The request: Output every entry exactly as given.

Data to use:

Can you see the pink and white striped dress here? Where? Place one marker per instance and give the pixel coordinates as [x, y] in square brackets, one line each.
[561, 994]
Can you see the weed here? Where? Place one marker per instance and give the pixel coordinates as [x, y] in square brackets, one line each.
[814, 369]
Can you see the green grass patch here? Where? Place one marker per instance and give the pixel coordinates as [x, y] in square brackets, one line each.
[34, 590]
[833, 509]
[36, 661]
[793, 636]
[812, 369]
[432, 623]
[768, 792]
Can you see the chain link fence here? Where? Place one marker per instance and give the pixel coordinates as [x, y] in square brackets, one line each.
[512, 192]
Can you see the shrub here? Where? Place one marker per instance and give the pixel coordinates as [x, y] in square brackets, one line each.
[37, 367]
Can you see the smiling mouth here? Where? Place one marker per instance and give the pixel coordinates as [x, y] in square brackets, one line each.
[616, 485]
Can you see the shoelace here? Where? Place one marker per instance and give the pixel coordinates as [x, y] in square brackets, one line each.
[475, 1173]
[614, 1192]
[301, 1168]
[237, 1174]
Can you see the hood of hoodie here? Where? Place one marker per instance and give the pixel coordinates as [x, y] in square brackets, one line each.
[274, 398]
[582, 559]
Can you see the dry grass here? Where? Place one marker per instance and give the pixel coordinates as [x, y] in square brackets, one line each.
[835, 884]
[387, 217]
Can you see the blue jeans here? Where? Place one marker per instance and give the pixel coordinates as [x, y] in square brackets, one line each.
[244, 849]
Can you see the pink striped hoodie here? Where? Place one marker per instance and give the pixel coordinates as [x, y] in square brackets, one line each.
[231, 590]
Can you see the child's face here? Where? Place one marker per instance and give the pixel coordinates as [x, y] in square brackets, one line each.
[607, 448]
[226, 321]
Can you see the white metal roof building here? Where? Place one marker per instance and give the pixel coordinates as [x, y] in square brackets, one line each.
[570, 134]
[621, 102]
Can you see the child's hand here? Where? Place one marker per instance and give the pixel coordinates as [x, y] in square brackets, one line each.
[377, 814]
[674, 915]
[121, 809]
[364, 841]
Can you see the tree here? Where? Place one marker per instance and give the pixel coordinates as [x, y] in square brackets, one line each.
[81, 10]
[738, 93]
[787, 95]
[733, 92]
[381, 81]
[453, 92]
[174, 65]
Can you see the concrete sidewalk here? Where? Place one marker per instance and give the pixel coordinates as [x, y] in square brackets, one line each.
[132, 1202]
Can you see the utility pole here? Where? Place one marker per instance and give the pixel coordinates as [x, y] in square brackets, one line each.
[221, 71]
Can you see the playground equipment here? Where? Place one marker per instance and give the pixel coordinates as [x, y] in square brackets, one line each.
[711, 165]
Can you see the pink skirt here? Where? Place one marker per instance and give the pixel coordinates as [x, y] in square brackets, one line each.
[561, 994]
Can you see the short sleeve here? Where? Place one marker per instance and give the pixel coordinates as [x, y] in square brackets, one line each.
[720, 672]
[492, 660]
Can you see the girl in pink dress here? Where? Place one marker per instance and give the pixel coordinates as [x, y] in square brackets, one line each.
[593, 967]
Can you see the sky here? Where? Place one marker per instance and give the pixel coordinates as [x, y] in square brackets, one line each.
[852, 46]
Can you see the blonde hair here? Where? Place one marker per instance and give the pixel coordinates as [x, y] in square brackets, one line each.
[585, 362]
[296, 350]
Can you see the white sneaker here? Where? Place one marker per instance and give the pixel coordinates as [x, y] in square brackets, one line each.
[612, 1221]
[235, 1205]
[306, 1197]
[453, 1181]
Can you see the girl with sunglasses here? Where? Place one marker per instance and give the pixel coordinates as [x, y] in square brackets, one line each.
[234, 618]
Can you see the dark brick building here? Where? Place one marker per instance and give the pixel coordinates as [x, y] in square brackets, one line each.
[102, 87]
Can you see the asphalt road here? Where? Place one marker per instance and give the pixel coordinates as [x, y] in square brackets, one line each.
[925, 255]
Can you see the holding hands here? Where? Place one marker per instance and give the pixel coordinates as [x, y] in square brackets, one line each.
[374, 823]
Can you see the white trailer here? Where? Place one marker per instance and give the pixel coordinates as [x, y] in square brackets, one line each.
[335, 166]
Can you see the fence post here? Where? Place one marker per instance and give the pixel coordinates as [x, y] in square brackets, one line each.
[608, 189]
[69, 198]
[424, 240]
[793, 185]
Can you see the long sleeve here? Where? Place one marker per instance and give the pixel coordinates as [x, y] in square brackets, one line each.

Correct answer:
Can you see the pink and white striped dress here? Where? Place one marker per instance and give the pixel coordinates as [x, y] in square brackets, one line each.
[561, 994]
Can you see the weed here? Where? Place one marker per instance and give the pixel coordinates as [x, y] in square brackets, one line each.
[814, 369]
Can you see the green grass patch here? Where? Place one marker per instance and give the pixel coordinates as [x, y] in square brackets, one line each.
[34, 590]
[833, 509]
[36, 661]
[793, 636]
[812, 369]
[432, 623]
[768, 792]
Can you see the chain link fence here? Where? Place one marker per instance and give the pixel coordinates as [x, y] in square brackets, one line each.
[512, 192]
Can you see the shrub here? Where? Place one marker per instance and give the pixel coordinates as [x, y] in square brackets, one line each.
[37, 367]
Can you see the smiling mouth here? Where? Place one marker per instance and give the pixel coordinates as [x, y] in square brackets, one line each.
[616, 485]
Can you see the shoelace here? Where? Place one marker per instance and give the pixel coordinates as [x, y] in square brackets, one line each.
[475, 1173]
[614, 1192]
[301, 1168]
[237, 1174]
Can you see the hood of hoodie here? Where? Place one marker per instance and give the pixel coordinates as [x, y] in square brackets, one line each.
[274, 398]
[582, 559]
Can you see the dry grass here? Where? Place one marker per instance and give the pixel coordinates as [x, y] in square brackets, one line each.
[835, 884]
[387, 217]
Can you see the blue jeans here? Where? Place one marker per instance and give the pixel coordinates as [x, y] in square brackets, one line each.
[244, 849]
Can you see the pink striped hoodie here? Where? Place one marker per instance and give the pixel coordinates as [x, y] in square brackets, one line each.
[231, 590]
Can you see the child's face here? Where? Place one marker per instance and give the pixel coordinates as [x, y] in square brackets, one line each.
[607, 448]
[226, 321]
Can you see the white metal roof building here? Where? Place one marker per instance and give the pixel coordinates as [x, y] in square brackets, one line each.
[570, 134]
[621, 102]
Can you see the child's hand here? Where? Place one marker per instance and give the pixel coordinates as [x, y] in square brackets, one line each.
[377, 814]
[674, 915]
[121, 809]
[364, 841]
Can you see the tree here? Where? Place one marker per instance and give the pixel coordinates as [x, y] in square brackets, one line each.
[81, 10]
[738, 93]
[787, 95]
[733, 92]
[381, 81]
[453, 92]
[174, 65]
Can you see the concrete sidewalk here? Where? Place one marker per instance and give the pixel coordinates as [x, y] in square brackets, one line each.
[132, 1202]
Can you see the utility pole here? Where? Place one marker per instance and give the pixel coordinates as [x, y] in square brackets, one line each.
[221, 71]
Can you see the playground equipment here? Where? Place one marker per instance and give the pixel coordinates as [x, y] in square brackets, one line each.
[711, 165]
Can you see the pink skirt here? Where? Place one marker per instance and give the pixel coordinates as [x, y] in square brackets, one line each.
[561, 994]
Can you see the short sleeve here? Where? Place one marker per instance and give the pixel coordinates as [x, y] in square brackets, one line each.
[720, 672]
[492, 660]
Can you see the girl in pink dress here? Where? Place one marker per instance and give the pixel coordinates as [x, y] in square brackets, one line each.
[593, 967]
Can you see the sky here? Where? Place one marker per instance and give the pixel coordinates as [x, y] in square brackets, one line each.
[852, 46]
Can you see the blonde hair here? Where? Place one marker per instance and give the pixel coordinates as [x, y] in square brackets, one line each.
[585, 362]
[296, 350]
Can you see the white sneaker here? Where? Place one marker per instance and give the pixel coordinates as [x, y] in square brackets, one line each.
[612, 1221]
[235, 1205]
[306, 1197]
[453, 1181]
Can you see the girl with sunglasses here? Where? Place one marker per instance and give the pixel coordinates as [x, y] in square brackets, one line each.
[234, 618]
Can you see the dark brick building here? Where? Place one marker per instance and give the pixel coordinates as [x, y] in square brackets, one line each.
[102, 87]
Can you see the asphalt road here? Where? Place one marker per instance and give the pixel coordinates as [x, y] in square brackets, one line each.
[925, 255]
Can you see the holding hands here? Where? Place one marker per instance and give the pixel coordinates as [x, y] in square brackets, one line each.
[374, 823]
Can you see the white trailer here? Where? Place one marker per instance and give the pixel coordinates as [x, y] in square brackets, one line each.
[335, 166]
Can you see the fence post here? Where? Place one marker per instance and give the pixel coordinates as [x, y] in square brackets, one line each.
[608, 189]
[69, 198]
[424, 240]
[793, 185]
Can you see the long sleeve here? Where? Place one marker per instance and give the pixel coordinates as [x, y] in square brackets, one line each.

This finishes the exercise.